- [Document text]
# Snow Is Coming To Ontario



## Daner (Jan 8, 2006)

Looks like we are going to get a good blast of snow very soon
Calling for Flurries tonight...But from what i see in the long range...By the week end it could be snowing every day for some time
My Plow is off...and I'm doing the snow dancepurplebou 
Let eeeerrrr Snow


----------



## Pristine PM ltd (Oct 15, 2005)

I will believe it when I see it. CTV and City have all been so wrong recently.

Ah well,

Jon


----------



## crazymike (Oct 22, 2004)

Pristine PM ltd said:


> I will believe it when I see it. CTV and City have all been so wrong recently.
> 
> Ah well,
> 
> Jon


Weather network is saying warm week then snowblasting.

THeir shortrange has been good, long range usually changes.


----------



## Daner (Jan 8, 2006)

- [Extracted data]
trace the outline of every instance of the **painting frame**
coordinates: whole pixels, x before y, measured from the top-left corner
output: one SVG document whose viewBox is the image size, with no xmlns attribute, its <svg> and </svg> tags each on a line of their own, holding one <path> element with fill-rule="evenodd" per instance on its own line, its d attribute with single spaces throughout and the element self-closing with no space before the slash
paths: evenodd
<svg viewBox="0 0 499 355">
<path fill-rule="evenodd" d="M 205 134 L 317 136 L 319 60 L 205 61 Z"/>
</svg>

- [Task statement] In the Ontario snow thread, why does the Pristine PM ltd post doubt the forecast of coming snow? Answer in one to three sentences.

- [Solution to this exercise] The post says CTV and City have all been so wrong recently. For that reason it will believe the snow is coming only when it is seen.